Find each line in the rows below that contains the word "water", matching case, and copy those lines.

***

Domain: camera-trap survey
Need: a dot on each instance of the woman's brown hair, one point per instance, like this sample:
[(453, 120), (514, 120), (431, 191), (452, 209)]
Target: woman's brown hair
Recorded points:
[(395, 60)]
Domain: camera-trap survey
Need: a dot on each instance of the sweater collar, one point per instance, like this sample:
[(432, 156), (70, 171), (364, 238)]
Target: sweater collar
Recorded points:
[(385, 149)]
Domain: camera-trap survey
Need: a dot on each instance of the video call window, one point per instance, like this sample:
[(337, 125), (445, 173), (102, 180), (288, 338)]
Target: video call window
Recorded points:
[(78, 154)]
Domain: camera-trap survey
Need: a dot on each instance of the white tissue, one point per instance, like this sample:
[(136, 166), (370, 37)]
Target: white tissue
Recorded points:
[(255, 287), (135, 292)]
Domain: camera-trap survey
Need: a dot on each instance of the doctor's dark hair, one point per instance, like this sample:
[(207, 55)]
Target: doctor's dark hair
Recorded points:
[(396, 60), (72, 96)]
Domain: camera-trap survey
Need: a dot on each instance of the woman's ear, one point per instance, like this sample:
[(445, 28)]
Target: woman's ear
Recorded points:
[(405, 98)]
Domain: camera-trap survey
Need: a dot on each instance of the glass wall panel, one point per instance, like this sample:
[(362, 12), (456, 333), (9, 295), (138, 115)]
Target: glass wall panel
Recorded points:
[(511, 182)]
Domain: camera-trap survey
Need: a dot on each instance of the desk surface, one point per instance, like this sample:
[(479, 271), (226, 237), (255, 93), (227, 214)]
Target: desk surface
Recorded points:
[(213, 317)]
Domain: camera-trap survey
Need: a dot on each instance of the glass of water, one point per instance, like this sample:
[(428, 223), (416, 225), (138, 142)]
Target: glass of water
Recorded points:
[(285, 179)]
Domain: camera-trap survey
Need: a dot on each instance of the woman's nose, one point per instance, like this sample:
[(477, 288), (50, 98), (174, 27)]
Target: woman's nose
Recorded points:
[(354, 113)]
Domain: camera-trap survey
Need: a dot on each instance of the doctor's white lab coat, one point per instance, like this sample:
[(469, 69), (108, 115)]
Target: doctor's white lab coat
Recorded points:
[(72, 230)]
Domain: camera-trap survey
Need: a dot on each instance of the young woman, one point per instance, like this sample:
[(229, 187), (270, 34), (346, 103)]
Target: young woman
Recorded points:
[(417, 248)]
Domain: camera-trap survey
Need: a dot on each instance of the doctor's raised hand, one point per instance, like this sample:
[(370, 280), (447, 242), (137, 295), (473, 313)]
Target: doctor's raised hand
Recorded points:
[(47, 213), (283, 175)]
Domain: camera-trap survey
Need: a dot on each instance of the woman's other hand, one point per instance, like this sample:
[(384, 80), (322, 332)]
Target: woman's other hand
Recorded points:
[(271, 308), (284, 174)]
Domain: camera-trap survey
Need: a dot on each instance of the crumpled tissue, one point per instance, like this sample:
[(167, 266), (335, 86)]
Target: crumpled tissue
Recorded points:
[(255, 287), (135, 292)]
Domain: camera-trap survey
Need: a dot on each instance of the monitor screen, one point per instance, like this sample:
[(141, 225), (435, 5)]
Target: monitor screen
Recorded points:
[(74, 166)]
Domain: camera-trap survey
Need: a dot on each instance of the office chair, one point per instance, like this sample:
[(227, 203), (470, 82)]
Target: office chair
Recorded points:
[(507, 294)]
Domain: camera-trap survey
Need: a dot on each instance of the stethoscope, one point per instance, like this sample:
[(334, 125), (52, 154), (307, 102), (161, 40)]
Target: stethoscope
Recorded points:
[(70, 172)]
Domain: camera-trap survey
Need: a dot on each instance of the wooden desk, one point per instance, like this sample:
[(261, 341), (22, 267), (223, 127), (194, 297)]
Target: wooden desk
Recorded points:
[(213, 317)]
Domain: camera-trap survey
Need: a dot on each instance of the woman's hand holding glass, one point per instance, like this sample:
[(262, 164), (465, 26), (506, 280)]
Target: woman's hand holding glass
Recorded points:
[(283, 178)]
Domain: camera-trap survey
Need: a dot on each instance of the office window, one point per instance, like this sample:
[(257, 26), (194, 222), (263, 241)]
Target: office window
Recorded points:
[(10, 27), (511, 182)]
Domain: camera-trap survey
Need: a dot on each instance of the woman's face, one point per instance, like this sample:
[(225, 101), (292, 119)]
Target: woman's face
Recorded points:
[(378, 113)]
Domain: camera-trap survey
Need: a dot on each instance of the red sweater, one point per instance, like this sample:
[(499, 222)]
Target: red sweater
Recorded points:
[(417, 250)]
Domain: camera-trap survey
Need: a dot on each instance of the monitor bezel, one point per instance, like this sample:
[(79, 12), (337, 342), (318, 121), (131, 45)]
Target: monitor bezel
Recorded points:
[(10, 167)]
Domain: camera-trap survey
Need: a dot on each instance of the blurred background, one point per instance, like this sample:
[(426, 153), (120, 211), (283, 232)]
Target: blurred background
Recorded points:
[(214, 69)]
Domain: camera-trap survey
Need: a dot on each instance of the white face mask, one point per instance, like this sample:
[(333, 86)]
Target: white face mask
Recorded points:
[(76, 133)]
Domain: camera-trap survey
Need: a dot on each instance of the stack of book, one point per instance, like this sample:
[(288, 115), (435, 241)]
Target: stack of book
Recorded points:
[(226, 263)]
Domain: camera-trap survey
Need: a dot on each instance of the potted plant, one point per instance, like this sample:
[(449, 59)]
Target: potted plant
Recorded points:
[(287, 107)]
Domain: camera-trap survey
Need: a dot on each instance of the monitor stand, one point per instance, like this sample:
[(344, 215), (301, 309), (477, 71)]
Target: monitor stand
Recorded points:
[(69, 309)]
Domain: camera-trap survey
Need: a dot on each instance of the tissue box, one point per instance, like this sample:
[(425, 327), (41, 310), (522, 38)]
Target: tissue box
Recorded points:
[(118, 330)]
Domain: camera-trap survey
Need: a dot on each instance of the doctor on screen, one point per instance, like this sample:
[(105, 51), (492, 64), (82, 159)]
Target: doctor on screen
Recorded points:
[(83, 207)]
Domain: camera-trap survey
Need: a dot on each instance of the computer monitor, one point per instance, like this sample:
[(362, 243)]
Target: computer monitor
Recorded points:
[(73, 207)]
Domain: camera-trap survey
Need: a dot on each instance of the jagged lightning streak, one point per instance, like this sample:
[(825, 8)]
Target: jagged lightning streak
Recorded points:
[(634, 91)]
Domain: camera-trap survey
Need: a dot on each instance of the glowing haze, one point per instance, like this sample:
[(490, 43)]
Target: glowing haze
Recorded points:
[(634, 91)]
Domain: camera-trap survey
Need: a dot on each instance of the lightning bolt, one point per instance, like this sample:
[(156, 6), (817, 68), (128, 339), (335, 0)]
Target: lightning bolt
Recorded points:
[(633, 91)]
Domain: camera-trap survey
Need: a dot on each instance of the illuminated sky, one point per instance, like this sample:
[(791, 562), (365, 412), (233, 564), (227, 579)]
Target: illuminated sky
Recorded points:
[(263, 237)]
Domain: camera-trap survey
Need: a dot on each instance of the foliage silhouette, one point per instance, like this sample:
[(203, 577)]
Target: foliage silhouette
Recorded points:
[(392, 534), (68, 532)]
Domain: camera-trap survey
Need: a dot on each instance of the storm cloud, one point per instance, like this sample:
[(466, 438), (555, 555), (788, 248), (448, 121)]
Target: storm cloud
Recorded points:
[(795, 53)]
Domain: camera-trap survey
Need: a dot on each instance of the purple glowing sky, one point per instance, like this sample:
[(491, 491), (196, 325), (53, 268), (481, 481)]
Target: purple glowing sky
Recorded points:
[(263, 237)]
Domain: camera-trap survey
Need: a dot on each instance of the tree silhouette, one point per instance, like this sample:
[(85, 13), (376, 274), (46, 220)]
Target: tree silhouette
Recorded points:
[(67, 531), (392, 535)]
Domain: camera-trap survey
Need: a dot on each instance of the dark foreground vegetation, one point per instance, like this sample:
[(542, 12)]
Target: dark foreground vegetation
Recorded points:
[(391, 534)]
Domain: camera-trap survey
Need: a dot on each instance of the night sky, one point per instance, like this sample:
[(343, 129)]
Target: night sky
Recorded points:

***

SOLUTION TO THE PROBLEM:
Need: a dot on each instance of the glass of water, one point per instance, like this sample:
Target: glass of water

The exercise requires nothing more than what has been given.